◆ **What the task asks**
Beginning at the line containing "the car roof" and continuing to the end of the records below, give each line again exactly as it stands, and only those lines.

======== Dataset excerpts ========

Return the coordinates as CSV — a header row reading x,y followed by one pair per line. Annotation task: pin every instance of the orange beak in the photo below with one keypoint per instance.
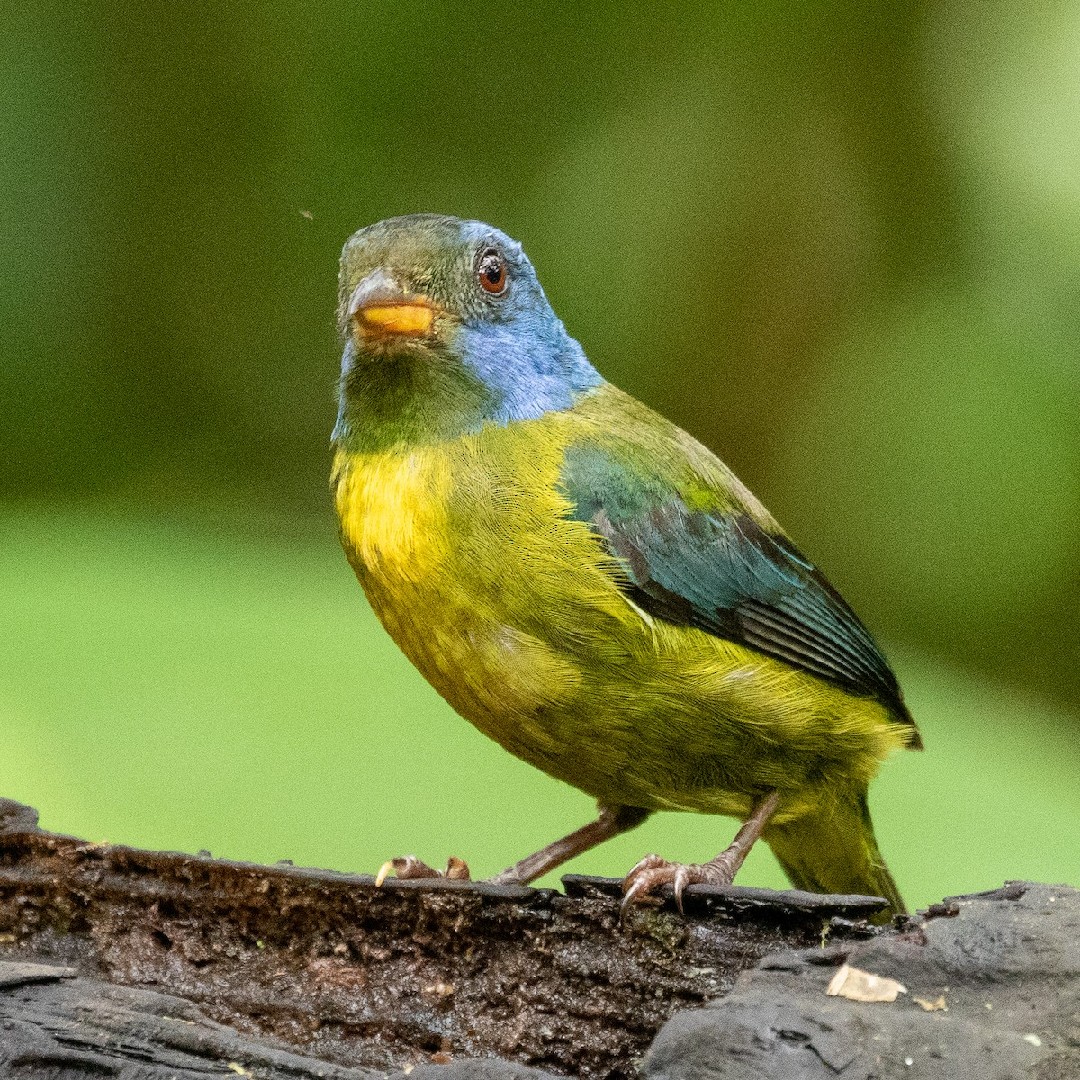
x,y
379,306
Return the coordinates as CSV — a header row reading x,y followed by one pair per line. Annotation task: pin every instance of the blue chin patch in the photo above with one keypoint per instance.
x,y
531,369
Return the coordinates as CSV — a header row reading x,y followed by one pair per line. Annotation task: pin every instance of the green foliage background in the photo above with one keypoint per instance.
x,y
840,243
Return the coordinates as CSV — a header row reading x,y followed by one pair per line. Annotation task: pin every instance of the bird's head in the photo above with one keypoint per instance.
x,y
446,328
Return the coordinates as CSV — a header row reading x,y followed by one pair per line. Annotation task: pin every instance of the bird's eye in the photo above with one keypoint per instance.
x,y
491,272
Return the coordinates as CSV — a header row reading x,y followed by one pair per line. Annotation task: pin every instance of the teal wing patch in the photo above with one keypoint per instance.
x,y
723,572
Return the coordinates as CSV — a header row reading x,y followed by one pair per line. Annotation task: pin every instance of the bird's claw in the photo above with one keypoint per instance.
x,y
408,867
653,872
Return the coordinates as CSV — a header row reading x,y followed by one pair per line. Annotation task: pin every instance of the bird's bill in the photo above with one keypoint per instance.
x,y
379,306
399,318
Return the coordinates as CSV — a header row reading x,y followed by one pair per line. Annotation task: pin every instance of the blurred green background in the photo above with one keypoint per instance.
x,y
838,242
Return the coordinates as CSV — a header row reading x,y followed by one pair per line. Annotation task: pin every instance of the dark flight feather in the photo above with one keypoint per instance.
x,y
723,572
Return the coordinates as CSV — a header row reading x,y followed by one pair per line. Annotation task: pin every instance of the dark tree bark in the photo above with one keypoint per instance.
x,y
123,962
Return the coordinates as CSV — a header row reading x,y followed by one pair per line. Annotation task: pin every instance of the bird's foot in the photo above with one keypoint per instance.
x,y
409,867
653,872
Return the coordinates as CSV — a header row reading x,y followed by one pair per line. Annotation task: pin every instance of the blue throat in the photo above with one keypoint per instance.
x,y
528,374
497,374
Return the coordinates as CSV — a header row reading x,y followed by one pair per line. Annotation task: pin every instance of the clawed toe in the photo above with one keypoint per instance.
x,y
653,872
410,868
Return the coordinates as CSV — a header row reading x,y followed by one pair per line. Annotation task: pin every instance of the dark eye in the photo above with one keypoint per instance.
x,y
491,272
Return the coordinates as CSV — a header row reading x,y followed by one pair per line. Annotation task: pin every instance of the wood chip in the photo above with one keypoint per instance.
x,y
858,985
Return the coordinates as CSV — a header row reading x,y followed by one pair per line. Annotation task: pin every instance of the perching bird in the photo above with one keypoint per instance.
x,y
586,583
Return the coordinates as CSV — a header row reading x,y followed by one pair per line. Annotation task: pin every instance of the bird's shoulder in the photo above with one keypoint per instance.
x,y
698,549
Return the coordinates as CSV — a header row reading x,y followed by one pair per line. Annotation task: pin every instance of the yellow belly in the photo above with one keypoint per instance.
x,y
513,612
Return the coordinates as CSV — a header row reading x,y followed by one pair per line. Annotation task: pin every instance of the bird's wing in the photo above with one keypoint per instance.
x,y
698,551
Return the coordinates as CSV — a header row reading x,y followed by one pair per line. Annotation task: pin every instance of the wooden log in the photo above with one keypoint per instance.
x,y
334,974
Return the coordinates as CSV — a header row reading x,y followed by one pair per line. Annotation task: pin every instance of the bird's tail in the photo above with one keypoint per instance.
x,y
833,850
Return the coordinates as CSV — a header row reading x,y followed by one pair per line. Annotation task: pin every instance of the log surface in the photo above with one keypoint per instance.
x,y
164,962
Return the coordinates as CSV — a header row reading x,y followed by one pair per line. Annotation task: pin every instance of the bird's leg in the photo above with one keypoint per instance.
x,y
611,822
409,866
652,871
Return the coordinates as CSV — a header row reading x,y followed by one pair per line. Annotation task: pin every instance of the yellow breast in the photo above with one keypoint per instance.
x,y
392,509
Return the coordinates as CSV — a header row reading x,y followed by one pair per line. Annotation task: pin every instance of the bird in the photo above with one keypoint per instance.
x,y
586,583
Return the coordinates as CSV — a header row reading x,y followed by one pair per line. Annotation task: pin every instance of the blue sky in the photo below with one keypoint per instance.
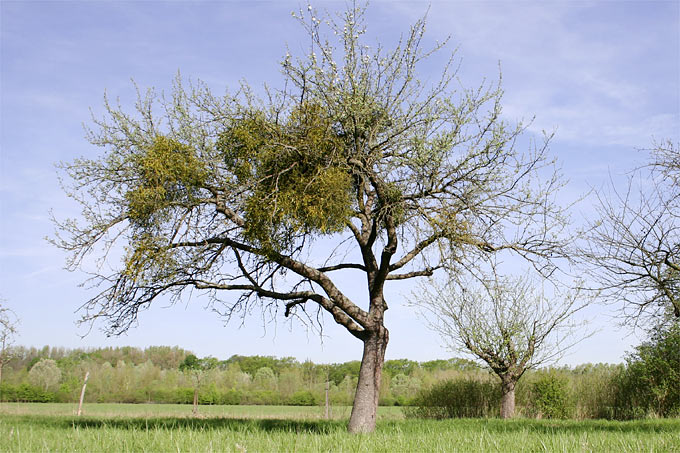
x,y
605,75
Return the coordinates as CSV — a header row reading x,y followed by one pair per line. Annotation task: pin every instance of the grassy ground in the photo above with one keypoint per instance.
x,y
111,427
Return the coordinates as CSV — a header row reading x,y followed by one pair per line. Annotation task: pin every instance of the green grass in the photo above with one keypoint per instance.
x,y
118,427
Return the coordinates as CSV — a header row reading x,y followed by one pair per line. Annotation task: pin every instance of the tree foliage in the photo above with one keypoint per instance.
x,y
45,374
504,322
634,246
651,381
235,193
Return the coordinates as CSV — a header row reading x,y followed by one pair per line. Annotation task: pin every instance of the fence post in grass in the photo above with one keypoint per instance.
x,y
82,394
328,385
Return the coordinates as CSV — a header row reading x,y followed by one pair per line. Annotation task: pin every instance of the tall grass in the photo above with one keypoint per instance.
x,y
126,430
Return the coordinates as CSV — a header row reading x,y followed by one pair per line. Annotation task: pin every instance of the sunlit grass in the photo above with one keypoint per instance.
x,y
110,427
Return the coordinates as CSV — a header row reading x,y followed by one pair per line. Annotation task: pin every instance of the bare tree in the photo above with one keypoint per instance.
x,y
505,322
8,331
634,246
237,194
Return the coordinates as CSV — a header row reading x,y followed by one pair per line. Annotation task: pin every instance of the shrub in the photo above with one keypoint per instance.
x,y
650,382
457,398
551,396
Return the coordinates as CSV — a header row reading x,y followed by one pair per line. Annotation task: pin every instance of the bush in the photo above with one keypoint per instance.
x,y
25,393
650,383
551,396
457,398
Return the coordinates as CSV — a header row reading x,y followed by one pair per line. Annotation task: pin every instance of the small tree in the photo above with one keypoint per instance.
x,y
634,246
505,322
197,368
45,374
8,330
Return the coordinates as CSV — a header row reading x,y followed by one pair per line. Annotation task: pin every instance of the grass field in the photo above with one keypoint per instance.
x,y
150,427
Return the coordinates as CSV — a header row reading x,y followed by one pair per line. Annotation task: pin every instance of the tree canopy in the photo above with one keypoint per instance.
x,y
235,193
634,246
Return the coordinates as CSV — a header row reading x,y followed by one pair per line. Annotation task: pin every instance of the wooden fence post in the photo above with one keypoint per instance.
x,y
82,394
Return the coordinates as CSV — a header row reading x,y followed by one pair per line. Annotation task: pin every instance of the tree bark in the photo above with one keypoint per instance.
x,y
365,408
507,397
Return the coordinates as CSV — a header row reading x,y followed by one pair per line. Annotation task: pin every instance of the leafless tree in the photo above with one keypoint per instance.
x,y
508,323
634,246
238,194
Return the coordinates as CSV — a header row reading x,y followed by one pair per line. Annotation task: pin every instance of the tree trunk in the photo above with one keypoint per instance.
x,y
507,398
365,406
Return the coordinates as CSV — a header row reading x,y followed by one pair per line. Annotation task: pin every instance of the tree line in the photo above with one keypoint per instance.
x,y
648,383
410,176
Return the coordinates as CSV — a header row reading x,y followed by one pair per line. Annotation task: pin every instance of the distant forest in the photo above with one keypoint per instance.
x,y
162,374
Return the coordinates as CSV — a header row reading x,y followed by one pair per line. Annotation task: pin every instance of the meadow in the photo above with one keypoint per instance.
x,y
155,427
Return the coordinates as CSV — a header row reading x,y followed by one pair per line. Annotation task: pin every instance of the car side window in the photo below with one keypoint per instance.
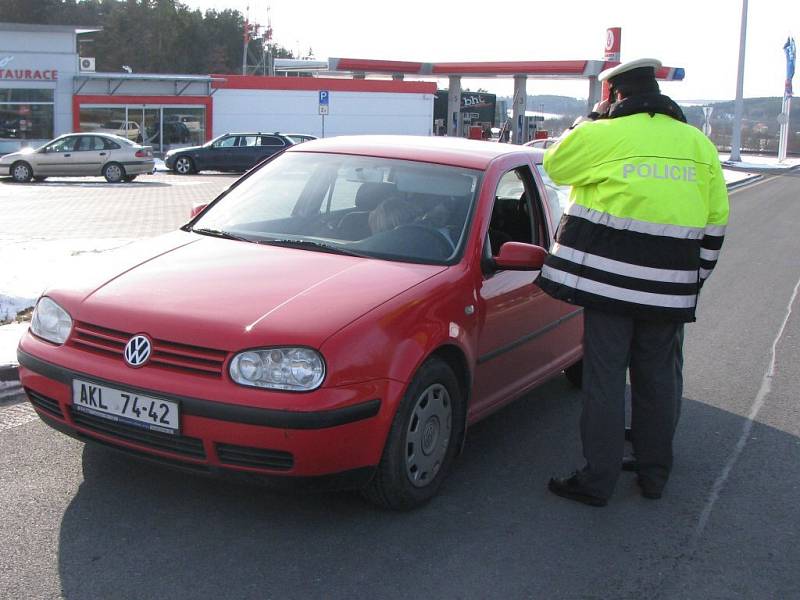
x,y
271,140
226,142
83,144
65,145
516,214
108,144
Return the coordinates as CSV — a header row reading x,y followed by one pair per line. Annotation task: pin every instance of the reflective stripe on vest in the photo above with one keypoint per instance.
x,y
623,268
617,293
660,229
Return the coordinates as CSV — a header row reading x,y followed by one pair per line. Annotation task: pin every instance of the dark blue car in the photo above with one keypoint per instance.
x,y
236,152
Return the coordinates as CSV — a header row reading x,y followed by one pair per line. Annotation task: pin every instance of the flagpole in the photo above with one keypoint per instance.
x,y
736,137
785,118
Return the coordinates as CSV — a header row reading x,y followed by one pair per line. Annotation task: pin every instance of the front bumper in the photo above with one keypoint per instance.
x,y
225,437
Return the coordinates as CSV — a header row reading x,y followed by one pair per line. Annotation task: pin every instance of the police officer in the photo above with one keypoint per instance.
x,y
642,233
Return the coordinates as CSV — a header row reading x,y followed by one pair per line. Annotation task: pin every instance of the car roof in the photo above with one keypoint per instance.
x,y
475,154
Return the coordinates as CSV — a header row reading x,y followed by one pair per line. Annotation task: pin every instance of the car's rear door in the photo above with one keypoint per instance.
x,y
219,155
269,145
245,154
59,159
89,155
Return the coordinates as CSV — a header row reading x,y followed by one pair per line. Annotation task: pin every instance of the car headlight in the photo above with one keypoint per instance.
x,y
295,369
50,321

========

◆ **Reply**
Return the coordinates as CSV — a header row reading x,y followed by one pair per line. Annotation task: pin every instance of the car roof in the photo above with one keypoint per instance.
x,y
475,154
Return the coordinates as CSV — a header row reading x,y followed by one pair per line. Annotation task: pin every instance of the car's rear door in the photo above with one keypoint per instance.
x,y
219,155
269,145
245,154
59,159
89,155
Return the coordinates as CSV — a header row reading x,y followed by one pair per line. Annotation task: pin every instance of the car headlight in the photo above with one keypoint per instance.
x,y
295,369
50,321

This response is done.